[What you need to do]
Output only the lines below from the one containing "# test: mark one point on the glass" to the one containing "# test: mark one point on the brown", exactly as written, both ends kept.

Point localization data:
# # # # # # #

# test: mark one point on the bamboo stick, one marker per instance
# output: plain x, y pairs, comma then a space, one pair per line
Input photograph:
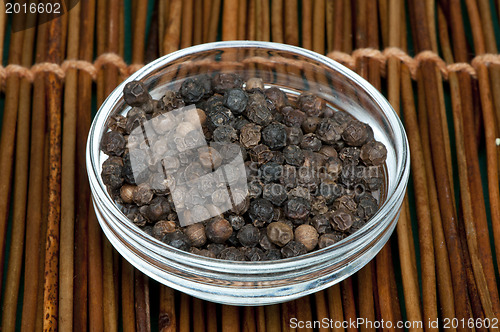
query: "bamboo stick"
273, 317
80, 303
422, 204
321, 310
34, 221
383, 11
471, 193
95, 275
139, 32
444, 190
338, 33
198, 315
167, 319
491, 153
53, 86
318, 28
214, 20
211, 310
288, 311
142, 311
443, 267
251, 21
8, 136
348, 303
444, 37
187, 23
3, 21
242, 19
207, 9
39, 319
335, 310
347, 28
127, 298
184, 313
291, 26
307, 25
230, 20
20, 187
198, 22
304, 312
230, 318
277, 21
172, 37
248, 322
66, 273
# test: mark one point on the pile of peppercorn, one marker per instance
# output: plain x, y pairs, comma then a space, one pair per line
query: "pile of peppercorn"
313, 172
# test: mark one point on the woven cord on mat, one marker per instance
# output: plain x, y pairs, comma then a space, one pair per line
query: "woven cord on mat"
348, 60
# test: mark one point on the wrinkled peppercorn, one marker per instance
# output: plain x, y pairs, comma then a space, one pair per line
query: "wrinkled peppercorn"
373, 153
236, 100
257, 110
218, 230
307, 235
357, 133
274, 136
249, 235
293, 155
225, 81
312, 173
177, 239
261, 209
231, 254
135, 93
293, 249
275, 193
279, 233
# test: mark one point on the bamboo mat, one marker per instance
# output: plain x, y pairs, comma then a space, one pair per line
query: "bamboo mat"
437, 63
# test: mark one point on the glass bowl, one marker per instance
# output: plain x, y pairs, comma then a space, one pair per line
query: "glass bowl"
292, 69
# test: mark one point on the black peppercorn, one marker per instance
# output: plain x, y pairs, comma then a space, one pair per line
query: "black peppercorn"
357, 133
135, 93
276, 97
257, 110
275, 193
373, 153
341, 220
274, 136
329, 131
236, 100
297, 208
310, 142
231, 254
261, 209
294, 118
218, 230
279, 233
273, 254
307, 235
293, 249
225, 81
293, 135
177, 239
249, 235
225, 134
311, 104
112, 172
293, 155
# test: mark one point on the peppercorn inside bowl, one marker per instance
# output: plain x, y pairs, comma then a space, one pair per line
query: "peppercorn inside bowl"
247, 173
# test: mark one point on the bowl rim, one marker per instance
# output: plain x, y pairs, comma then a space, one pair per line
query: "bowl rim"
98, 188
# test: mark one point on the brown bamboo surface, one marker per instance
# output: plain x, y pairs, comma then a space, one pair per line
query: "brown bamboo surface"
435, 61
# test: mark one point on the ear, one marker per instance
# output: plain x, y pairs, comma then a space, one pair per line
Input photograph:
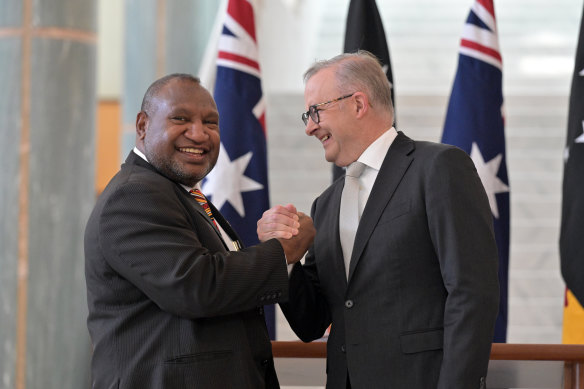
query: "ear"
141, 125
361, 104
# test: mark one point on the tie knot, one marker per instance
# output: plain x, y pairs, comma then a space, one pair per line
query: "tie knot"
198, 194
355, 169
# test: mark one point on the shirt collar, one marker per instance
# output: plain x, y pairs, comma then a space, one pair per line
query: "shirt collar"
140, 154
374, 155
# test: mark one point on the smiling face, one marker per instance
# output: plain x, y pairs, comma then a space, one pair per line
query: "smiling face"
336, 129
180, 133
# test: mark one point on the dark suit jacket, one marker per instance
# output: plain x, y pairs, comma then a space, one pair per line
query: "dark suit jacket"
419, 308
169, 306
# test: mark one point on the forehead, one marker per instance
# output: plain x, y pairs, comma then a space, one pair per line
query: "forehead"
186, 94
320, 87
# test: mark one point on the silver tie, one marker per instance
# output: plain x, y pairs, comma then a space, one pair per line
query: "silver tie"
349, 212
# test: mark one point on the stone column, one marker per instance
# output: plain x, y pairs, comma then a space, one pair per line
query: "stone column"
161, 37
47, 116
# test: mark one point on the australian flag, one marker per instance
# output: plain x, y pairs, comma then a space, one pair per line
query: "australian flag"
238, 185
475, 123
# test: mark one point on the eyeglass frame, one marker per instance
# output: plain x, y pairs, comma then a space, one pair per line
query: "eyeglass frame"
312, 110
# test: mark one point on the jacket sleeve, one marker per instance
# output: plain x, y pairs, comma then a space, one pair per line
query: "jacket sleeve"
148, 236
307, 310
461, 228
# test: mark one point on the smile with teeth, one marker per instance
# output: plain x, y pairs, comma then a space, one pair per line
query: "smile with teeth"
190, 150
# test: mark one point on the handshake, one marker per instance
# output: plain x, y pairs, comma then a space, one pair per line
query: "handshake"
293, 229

# # # # # # #

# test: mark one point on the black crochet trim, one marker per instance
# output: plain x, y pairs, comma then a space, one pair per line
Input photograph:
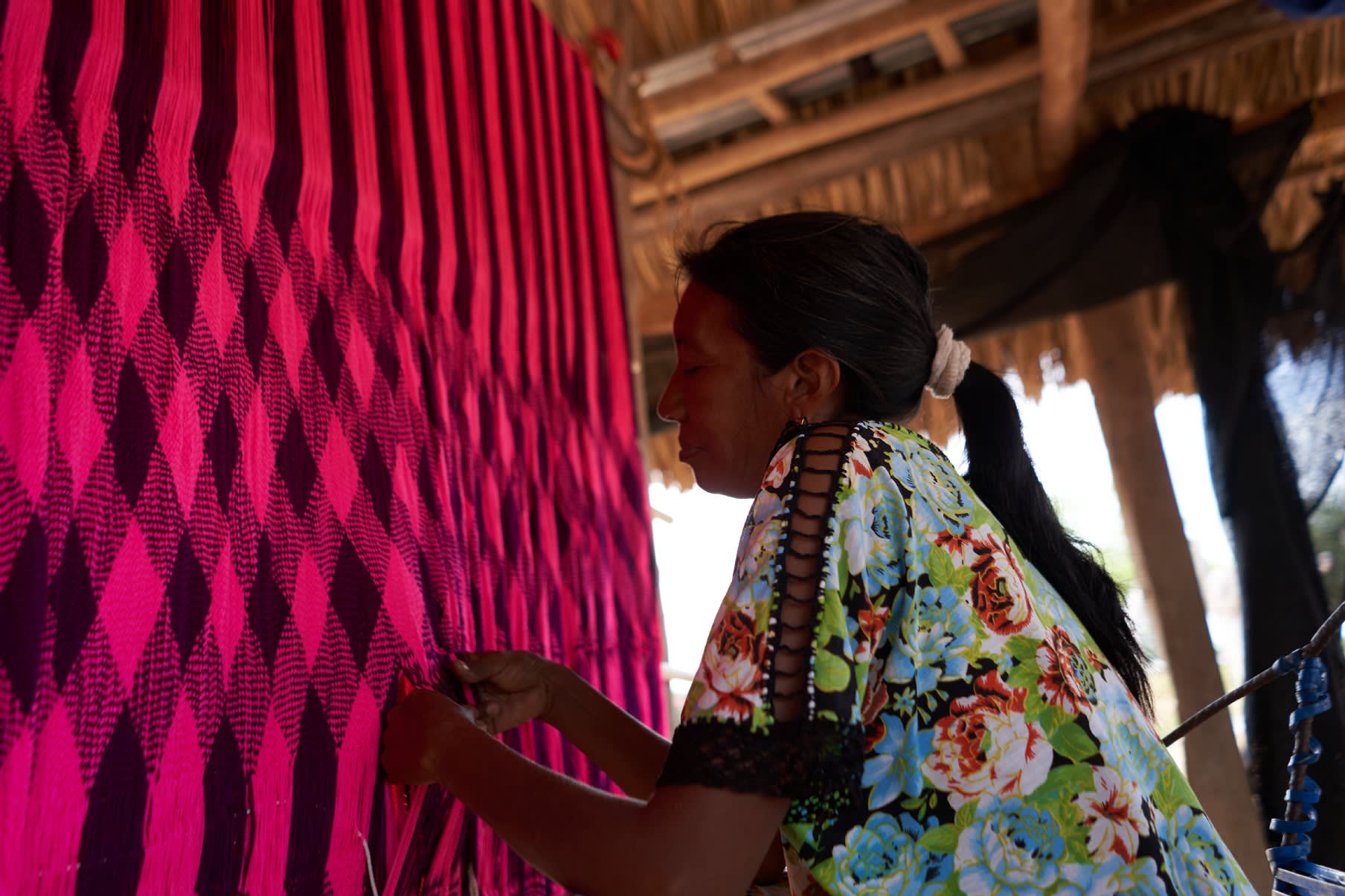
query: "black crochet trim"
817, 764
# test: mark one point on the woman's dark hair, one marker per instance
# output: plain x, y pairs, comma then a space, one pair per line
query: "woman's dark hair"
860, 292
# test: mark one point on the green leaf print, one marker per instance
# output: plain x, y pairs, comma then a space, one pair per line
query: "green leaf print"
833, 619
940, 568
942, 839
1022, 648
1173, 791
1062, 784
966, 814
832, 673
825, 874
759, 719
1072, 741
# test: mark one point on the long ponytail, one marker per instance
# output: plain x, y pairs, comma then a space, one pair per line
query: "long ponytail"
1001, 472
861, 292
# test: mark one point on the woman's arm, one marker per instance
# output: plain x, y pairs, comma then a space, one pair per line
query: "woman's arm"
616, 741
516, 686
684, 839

# # # # # # #

[Reply]
# test: mark one point on the glass bowl, one marker per instance
# output: plain x, y pairs, comma then a space, one pair per line
query: "glass bowl"
292, 69
# test: mark one point on the black peppercorn, one marker per instance
# output: plain x, y pairs, comma then a space, one pair per line
query: "black peppercorn"
357, 133
135, 93
276, 97
257, 110
275, 193
373, 153
341, 220
274, 136
329, 131
236, 100
297, 208
310, 142
231, 254
261, 209
294, 118
218, 230
279, 233
273, 254
307, 235
293, 249
225, 81
293, 135
177, 239
249, 235
225, 134
311, 104
112, 172
293, 155
# test: mark one point on the peppercorn inside bowl, one marker per instance
# output: plain x, y pairs, comma then a space, one pair per line
query: "peppercorn inside bowl"
247, 173
# test: mark one point on the bowl rim, one marker per instance
# output: plain x, y pairs, comma then a space, one pair per line
query: "bowl rim"
98, 188
# test: mark one point on the brown bamboo surface, one marker per instance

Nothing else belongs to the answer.